*Brano estratto*:
Ma, nella modestia operosa che rappresenta il nostro segno caratteristico, siamo consapevoli che sarebbe stata malsana presunzione pretendere il lancio nell’empireo degli opinion leader senza pagare il salato prezzo di dure fatiche e indefesso lavoro editoriale. Lo stesso, però, è difficile mantenere l’understetment, che pur da sempre ci contraddistingue, a fronte di risultati di questa portata, insperabili e insperati quando ci imbarcammo nell’impresa.
Che dire? Il puzzopensiero si sta ormai diffondendo a macchia d’olio nella rete, in attesa di straripare nel mondo reale… O almeno in un reality, che tanto di questi tempi fa lo stesso e anzi probabilmente è meglio assai.
Perché parlo così, chiedete? Ve lo dico subito. O meglio, ve lo dirà la terza statistica, quella chiave, anzi quella delle chiavi, intendendo per tali le chiavi di ricerca in base a cui i navigatori che osano sfidare i gorghi immani del Maelstrom della Rete approdano infine al nostro modesto eppur sicuro porticciolo. Ve le snocciolo così, senza stare a sottilizzare sulle quantità, cioè quante volte ricorre una chiave e quante un’altra, tanto più o meno le frequenze si equivalgono:

Cazzo
pesce cazzone
mastica cazzo
il cazzo grosso mentre lo ficca in culo
pisello torto
cazzone volante
nodo al cazzo
cazzo a chiave
vecchio cazzo marcio
testa de cazzi


Che c’è, vi siete stupiti? E questo è solo un assaggio! Leggete qui sotto, se volete divertirvi davvero:

cazzo in testa
gioco di cazzi in culo
cazzo in tiro

e poi una serie di varianti di una raffinatezza tale da indurre alla riflessione. Che avrà avuto in testa, per esempio, quello che ha dato in pasto a Google una chiave come cazzo in contemplazione? Sarà forse alla ricerca di un qualche nirvana sessuale?

*Record di annotazione delle immagini*:
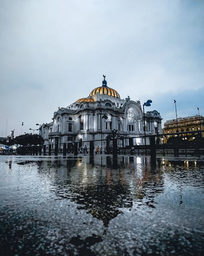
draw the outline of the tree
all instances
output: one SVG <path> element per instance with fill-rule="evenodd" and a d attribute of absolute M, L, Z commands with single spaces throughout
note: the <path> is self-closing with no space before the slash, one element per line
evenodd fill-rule
<path fill-rule="evenodd" d="M 17 136 L 15 138 L 16 143 L 23 146 L 29 145 L 42 145 L 44 142 L 43 138 L 38 134 L 26 134 L 23 135 Z"/>

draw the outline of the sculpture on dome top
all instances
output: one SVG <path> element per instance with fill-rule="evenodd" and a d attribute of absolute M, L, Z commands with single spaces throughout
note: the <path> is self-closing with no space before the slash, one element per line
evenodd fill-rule
<path fill-rule="evenodd" d="M 104 77 L 104 80 L 102 81 L 102 86 L 107 86 L 107 82 L 106 80 L 106 75 L 103 75 L 103 76 Z"/>
<path fill-rule="evenodd" d="M 130 100 L 130 97 L 129 95 L 128 95 L 127 98 L 125 98 L 125 100 L 126 100 L 126 102 L 129 101 Z"/>

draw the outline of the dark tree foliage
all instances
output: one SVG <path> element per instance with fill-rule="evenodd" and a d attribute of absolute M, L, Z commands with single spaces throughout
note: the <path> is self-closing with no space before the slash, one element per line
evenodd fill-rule
<path fill-rule="evenodd" d="M 43 139 L 40 135 L 38 134 L 33 135 L 29 134 L 17 136 L 15 138 L 15 140 L 16 144 L 23 146 L 27 146 L 28 145 L 42 145 L 44 142 Z"/>

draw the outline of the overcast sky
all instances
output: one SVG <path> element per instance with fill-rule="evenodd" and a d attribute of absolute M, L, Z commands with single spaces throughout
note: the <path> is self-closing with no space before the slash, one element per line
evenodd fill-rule
<path fill-rule="evenodd" d="M 204 1 L 0 0 L 0 137 L 107 85 L 163 118 L 204 116 Z"/>

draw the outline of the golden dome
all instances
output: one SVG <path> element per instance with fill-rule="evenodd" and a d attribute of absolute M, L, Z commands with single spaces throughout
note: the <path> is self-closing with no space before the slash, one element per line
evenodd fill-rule
<path fill-rule="evenodd" d="M 78 100 L 76 101 L 76 102 L 94 102 L 94 100 L 92 98 L 82 98 L 81 99 L 79 99 Z"/>
<path fill-rule="evenodd" d="M 99 94 L 105 94 L 115 98 L 120 98 L 120 97 L 117 91 L 114 89 L 108 87 L 107 86 L 102 86 L 95 88 L 91 91 L 89 95 L 95 95 L 97 93 L 98 93 Z"/>

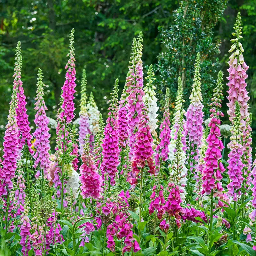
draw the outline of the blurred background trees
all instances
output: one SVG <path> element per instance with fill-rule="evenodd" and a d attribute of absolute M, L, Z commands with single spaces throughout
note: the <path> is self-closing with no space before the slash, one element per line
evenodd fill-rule
<path fill-rule="evenodd" d="M 21 42 L 22 80 L 32 126 L 37 69 L 41 68 L 44 72 L 48 115 L 54 118 L 65 81 L 68 36 L 73 28 L 75 29 L 76 106 L 82 70 L 85 67 L 87 91 L 93 92 L 100 110 L 103 116 L 106 115 L 107 102 L 115 79 L 118 77 L 120 86 L 123 86 L 132 38 L 142 31 L 143 65 L 146 68 L 151 64 L 154 65 L 160 100 L 164 98 L 160 92 L 168 87 L 174 101 L 177 80 L 181 75 L 188 101 L 195 53 L 201 52 L 202 91 L 207 107 L 216 72 L 221 68 L 227 74 L 229 39 L 238 11 L 243 19 L 244 58 L 250 66 L 248 90 L 254 115 L 254 0 L 236 0 L 227 4 L 226 0 L 1 0 L 0 141 L 11 99 L 15 48 L 18 40 Z M 252 126 L 255 128 L 253 122 Z"/>

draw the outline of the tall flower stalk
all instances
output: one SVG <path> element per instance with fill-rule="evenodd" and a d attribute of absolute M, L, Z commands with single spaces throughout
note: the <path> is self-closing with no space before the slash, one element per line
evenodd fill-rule
<path fill-rule="evenodd" d="M 43 82 L 43 72 L 41 68 L 38 70 L 37 83 L 36 84 L 36 97 L 35 99 L 35 107 L 36 111 L 34 122 L 36 127 L 33 135 L 36 139 L 34 142 L 34 148 L 36 150 L 36 153 L 33 156 L 35 160 L 33 167 L 36 169 L 39 165 L 42 170 L 42 176 L 44 179 L 51 179 L 47 172 L 50 163 L 50 156 L 49 151 L 50 149 L 50 141 L 51 135 L 49 133 L 50 129 L 48 127 L 49 120 L 46 115 L 45 111 L 47 110 L 44 100 L 44 85 Z M 40 174 L 38 170 L 35 177 L 38 179 Z"/>
<path fill-rule="evenodd" d="M 86 95 L 87 81 L 85 70 L 83 70 L 81 80 L 81 99 L 79 112 L 79 153 L 82 155 L 83 150 L 84 140 L 87 134 L 90 133 L 89 130 L 89 117 L 86 107 L 87 96 Z"/>
<path fill-rule="evenodd" d="M 154 81 L 156 78 L 154 77 L 155 74 L 153 71 L 153 66 L 151 64 L 148 68 L 148 76 L 145 77 L 148 82 L 146 84 L 144 87 L 145 95 L 143 97 L 143 100 L 147 102 L 148 112 L 148 117 L 149 118 L 149 125 L 151 130 L 151 133 L 153 136 L 156 136 L 156 129 L 158 127 L 156 124 L 158 120 L 156 118 L 158 115 L 156 114 L 159 107 L 157 106 L 156 102 L 157 99 L 156 97 L 156 86 L 153 84 Z"/>
<path fill-rule="evenodd" d="M 221 101 L 223 94 L 223 73 L 220 71 L 218 74 L 216 87 L 213 90 L 213 97 L 211 99 L 212 101 L 210 104 L 212 108 L 210 117 L 212 118 L 208 127 L 210 128 L 209 135 L 206 139 L 207 148 L 204 160 L 204 168 L 202 172 L 202 194 L 206 194 L 210 195 L 210 232 L 212 231 L 213 218 L 213 197 L 218 198 L 218 195 L 223 193 L 223 190 L 221 182 L 222 178 L 221 173 L 225 169 L 220 159 L 221 158 L 221 150 L 224 147 L 220 139 L 220 117 L 224 115 L 220 111 Z"/>
<path fill-rule="evenodd" d="M 19 137 L 19 148 L 20 152 L 24 145 L 27 144 L 28 147 L 28 150 L 31 155 L 33 155 L 34 151 L 32 148 L 31 140 L 32 139 L 32 136 L 30 134 L 31 128 L 29 127 L 30 123 L 28 120 L 28 116 L 27 114 L 26 97 L 24 94 L 24 90 L 21 79 L 22 57 L 20 42 L 20 41 L 17 44 L 15 56 L 16 57 L 15 58 L 14 73 L 13 77 L 14 78 L 13 88 L 17 89 L 18 103 L 16 108 L 17 115 L 16 119 L 18 127 Z"/>
<path fill-rule="evenodd" d="M 102 144 L 103 158 L 100 170 L 103 178 L 104 179 L 105 176 L 107 177 L 108 182 L 108 189 L 109 185 L 113 186 L 116 184 L 117 167 L 119 164 L 120 150 L 117 122 L 118 81 L 116 78 L 113 92 L 111 93 L 112 99 L 109 101 L 109 107 L 108 108 L 109 112 L 104 129 L 104 136 Z"/>

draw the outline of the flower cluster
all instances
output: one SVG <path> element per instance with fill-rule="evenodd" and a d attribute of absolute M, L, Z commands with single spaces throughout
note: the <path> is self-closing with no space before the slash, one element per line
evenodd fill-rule
<path fill-rule="evenodd" d="M 159 108 L 159 107 L 157 106 L 156 103 L 157 99 L 156 97 L 156 93 L 155 91 L 155 90 L 156 90 L 156 88 L 153 84 L 153 81 L 156 79 L 154 77 L 154 76 L 155 74 L 153 71 L 153 66 L 151 64 L 148 68 L 148 76 L 145 77 L 145 79 L 148 80 L 148 82 L 146 84 L 144 87 L 145 95 L 143 96 L 143 99 L 144 102 L 146 103 L 148 106 L 148 117 L 149 118 L 149 127 L 151 130 L 151 133 L 153 136 L 156 136 L 156 130 L 158 127 L 158 125 L 156 124 L 156 123 L 158 121 L 156 119 L 158 114 L 156 114 L 156 112 Z M 169 112 L 169 110 L 168 112 Z M 168 119 L 169 119 L 168 118 Z"/>
<path fill-rule="evenodd" d="M 166 90 L 165 95 L 165 104 L 164 105 L 164 121 L 160 125 L 160 143 L 156 148 L 156 165 L 157 168 L 160 168 L 160 161 L 165 162 L 168 159 L 169 154 L 169 144 L 171 140 L 171 123 L 170 123 L 170 112 L 169 109 L 170 92 L 169 88 Z"/>
<path fill-rule="evenodd" d="M 81 194 L 84 198 L 96 198 L 100 196 L 102 180 L 94 165 L 93 156 L 90 153 L 90 134 L 86 135 L 84 152 L 81 156 L 83 164 L 80 169 Z"/>
<path fill-rule="evenodd" d="M 110 101 L 110 106 L 108 109 L 109 112 L 104 129 L 102 144 L 103 158 L 100 165 L 103 178 L 104 179 L 106 175 L 107 180 L 110 180 L 110 184 L 112 186 L 116 184 L 115 179 L 118 172 L 117 167 L 119 165 L 120 153 L 117 115 L 118 83 L 118 80 L 116 78 L 113 92 L 111 93 L 112 99 Z"/>
<path fill-rule="evenodd" d="M 90 133 L 89 130 L 89 117 L 86 108 L 86 85 L 87 81 L 85 69 L 83 70 L 83 75 L 81 80 L 81 99 L 80 100 L 80 111 L 79 112 L 79 153 L 80 155 L 83 153 L 84 148 L 84 140 L 85 135 Z"/>
<path fill-rule="evenodd" d="M 44 99 L 44 86 L 43 82 L 43 72 L 41 68 L 38 70 L 37 83 L 36 85 L 36 97 L 34 109 L 36 110 L 35 118 L 34 120 L 36 128 L 33 135 L 36 139 L 34 142 L 34 148 L 36 149 L 36 153 L 33 156 L 35 159 L 33 167 L 36 169 L 40 163 L 40 168 L 43 172 L 45 179 L 47 178 L 47 169 L 49 164 L 50 155 L 49 151 L 50 149 L 49 139 L 51 135 L 49 133 L 50 129 L 48 127 L 49 120 L 46 116 L 45 111 L 47 108 L 45 106 Z M 38 179 L 39 173 L 36 175 Z"/>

*Esercizio scritto A*: Secondo il brano, dove si sta diffondendo a macchia d'olio il puzzopensiero?
*Esercizio scritto B*: Riscrivi i record dal loro inizio fino alla riga che contiene "15 138 L 16", compresa, riportando anche le richieste e spostando di 144 in avanti ogni coordinata dei tracciati di risposta. Lascia fuori le immagini.
Il brano e i record sono materiali distinti e indipendenti.

*Soluzione A*: Nella rete, in attesa di straripare nel mondo reale.

*Soluzione B*:
draw the outline of the tree
all instances
output: one SVG <path> element per instance with fill-rule="evenodd" and a d attribute of absolute M, L, Z commands with single spaces throughout
note: the <path> is self-closing with no space before the slash, one element per line
evenodd fill-rule
<path fill-rule="evenodd" d="M 161 280 L 159 282 L 160 287 L 167 290 L 173 289 L 186 289 L 188 286 L 187 282 L 182 278 L 170 278 L 167 279 Z"/>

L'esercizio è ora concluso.